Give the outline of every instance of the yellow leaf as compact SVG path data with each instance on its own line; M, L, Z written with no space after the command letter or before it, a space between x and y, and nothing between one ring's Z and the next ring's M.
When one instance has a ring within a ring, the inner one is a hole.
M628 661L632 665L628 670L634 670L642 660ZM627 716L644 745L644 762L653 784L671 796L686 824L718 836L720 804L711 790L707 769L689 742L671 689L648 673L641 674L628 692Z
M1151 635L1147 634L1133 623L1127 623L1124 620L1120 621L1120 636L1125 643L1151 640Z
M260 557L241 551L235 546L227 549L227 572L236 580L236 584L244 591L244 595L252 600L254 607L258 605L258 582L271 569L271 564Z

----

Exercise requirements: From the data above, give every line again exactly as it appears.

Solution for this exercise:
Give the outline of every instance of the yellow leaf as compact SVG path data with each instance on its own line; M, L, Z written with no space after the command letter or before it, a space between x and y, and nothing between one ring's Z and the next ring's M.
When one instance has a ring within a ring, the inner one is a hole.
M628 661L632 665L628 670L634 670L642 660ZM627 716L644 745L644 762L653 784L671 796L686 824L718 836L720 804L711 790L707 769L689 742L671 689L648 673L641 674L628 692Z
M1151 635L1147 634L1133 623L1127 623L1124 620L1120 621L1120 636L1125 643L1151 640Z
M260 557L241 551L235 546L227 549L227 572L236 580L236 584L244 591L244 595L252 600L254 607L258 605L258 582L271 569L271 564Z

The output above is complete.